== EXCERPTED DATA
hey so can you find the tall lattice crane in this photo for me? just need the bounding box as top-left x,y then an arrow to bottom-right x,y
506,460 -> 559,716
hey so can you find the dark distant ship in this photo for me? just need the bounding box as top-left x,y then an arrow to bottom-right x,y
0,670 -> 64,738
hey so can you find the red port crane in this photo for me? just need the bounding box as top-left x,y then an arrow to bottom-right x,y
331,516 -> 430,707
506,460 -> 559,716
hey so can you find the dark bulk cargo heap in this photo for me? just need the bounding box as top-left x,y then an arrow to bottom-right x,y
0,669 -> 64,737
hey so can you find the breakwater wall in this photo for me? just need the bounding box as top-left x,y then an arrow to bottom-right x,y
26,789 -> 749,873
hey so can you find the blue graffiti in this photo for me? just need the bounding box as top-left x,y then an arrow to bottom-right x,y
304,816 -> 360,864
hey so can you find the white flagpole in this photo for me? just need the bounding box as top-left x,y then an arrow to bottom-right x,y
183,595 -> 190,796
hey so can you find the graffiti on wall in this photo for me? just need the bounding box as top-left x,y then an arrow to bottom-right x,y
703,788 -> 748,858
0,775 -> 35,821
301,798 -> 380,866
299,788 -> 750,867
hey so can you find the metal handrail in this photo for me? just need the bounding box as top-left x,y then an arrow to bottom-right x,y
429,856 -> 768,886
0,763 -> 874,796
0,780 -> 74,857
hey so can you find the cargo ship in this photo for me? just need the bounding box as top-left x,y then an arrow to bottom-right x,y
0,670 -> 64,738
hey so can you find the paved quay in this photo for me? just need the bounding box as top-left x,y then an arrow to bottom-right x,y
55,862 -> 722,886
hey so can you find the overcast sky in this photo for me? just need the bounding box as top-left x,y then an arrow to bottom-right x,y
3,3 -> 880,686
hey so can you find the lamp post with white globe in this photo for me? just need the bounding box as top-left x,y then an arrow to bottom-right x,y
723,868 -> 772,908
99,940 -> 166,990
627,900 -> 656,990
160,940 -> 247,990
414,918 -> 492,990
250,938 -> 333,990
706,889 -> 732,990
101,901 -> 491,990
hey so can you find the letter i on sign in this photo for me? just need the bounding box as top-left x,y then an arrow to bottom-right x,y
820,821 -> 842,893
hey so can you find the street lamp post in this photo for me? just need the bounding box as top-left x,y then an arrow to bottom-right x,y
====
▶ **WORK INSTRUCTIONS**: Retype the data exactly as given.

▶ **OUTPUT**:
hey so can you find the tall lattice crane in this photo for me? just need the bounding box as top-left x,y then an arrow to bottom-right x,y
506,460 -> 559,716
hey so can you find the dark distant ship in this photo for me? just need the bounding box as top-left x,y then an arrow to bottom-right x,y
0,670 -> 64,738
hey so can you find the red port crane in this photo for me? just need the bounding box as top-left x,y then an arrow to bottom-right x,y
331,516 -> 430,707
506,460 -> 559,716
hey so can you find the dark bulk cargo heap in this photo for me? just need the bounding box as top-left x,y then an arrow to bottom-right x,y
0,669 -> 64,737
hey so can you find the breakwater wall in this photo for me? just need the bounding box as top-left x,y then an arrow to bottom-right x,y
26,789 -> 749,873
hey so can you find the blue graffiti in this photo for me? just need the bounding box as top-left x,y then an arrow to bottom-right x,y
304,816 -> 360,864
hey so can you find the white flagpole in this photo for me? just need the bounding box as top-left x,y then an arrow to bottom-right x,y
183,595 -> 190,796
hey so can you find the graffiti on wall in this photo for me? just need the bounding box as top-left x,y then an arrow to bottom-right x,y
703,788 -> 748,858
0,775 -> 35,821
301,798 -> 380,866
299,788 -> 750,867
hey so can you find the metal handrail in this photo for me? just need the bounding box as top-left x,y then an arrow to bottom-right x,y
429,856 -> 768,886
0,763 -> 874,796
0,780 -> 74,857
hey so can you find the cargo ship in this photo for me? just need the bounding box as top-left x,y then an arrow to bottom-right x,y
0,670 -> 64,738
hey so can you find the paved quay in this photo for me? just need the bounding box as top-left x,y then an arrow to bottom-right x,y
55,862 -> 722,886
hey so can you find the overcast sky in this photo for me? just need the bounding box as top-left x,y then an arrow to bottom-right x,y
3,3 -> 880,686
hey so can you find the lamp post with white globe in this photo for me? just need the bounding box as top-left x,y then an arrow to bottom-right x,y
723,868 -> 772,908
99,940 -> 166,990
627,900 -> 656,990
160,940 -> 247,990
414,918 -> 492,990
250,938 -> 333,990
706,889 -> 732,990
101,901 -> 491,990
hey so can you find the letter i on sign in this photo for me? just need the bounding box as top-left x,y then an arrow to bottom-right x,y
820,821 -> 842,893
hey so can you find the street lamp post in this photo for me? just need the bounding box as top-left x,y then an arrow to bottom-right x,y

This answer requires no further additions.